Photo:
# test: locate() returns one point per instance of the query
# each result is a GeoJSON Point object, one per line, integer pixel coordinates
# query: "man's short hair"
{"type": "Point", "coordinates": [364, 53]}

____

TASK GOAL:
Find every line in the entries above that contains the word "query" and copy each of those lines.

TASK SOLUTION:
# test: locate() returns one point per instance of the query
# query: "man's short hair"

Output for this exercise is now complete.